Each line of the data below must be given again exactly as written.
Stored data START
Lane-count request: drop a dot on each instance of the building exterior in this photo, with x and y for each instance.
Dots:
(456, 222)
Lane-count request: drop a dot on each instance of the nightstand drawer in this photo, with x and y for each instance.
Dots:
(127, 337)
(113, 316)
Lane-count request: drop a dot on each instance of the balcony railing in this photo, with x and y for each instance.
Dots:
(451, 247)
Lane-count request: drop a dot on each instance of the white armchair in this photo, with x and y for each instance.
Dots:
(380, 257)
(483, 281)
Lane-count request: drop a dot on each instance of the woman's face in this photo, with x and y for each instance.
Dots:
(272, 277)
Stored data END
Response area:
Lane-count request: drop a dot on each instance of the building exterior in this photo, with x and y for each instance.
Dots:
(456, 222)
Lane-count request: drop a dot on each instance of the nightstand drawer in this photo, with x and y for each instance.
Dots:
(127, 337)
(113, 316)
Lane-count request: drop a dot on each instance of the balcony railing in this photo, with x and y for each instance.
Dots:
(451, 247)
Lane-count request: drop a dot on each instance of the white armchair in this photo, with x and y for each instance.
Dots:
(380, 257)
(483, 281)
Lane-count request: drop a dot on each instance of the woman's face in this photo, with x and y for each instance.
Dots:
(272, 277)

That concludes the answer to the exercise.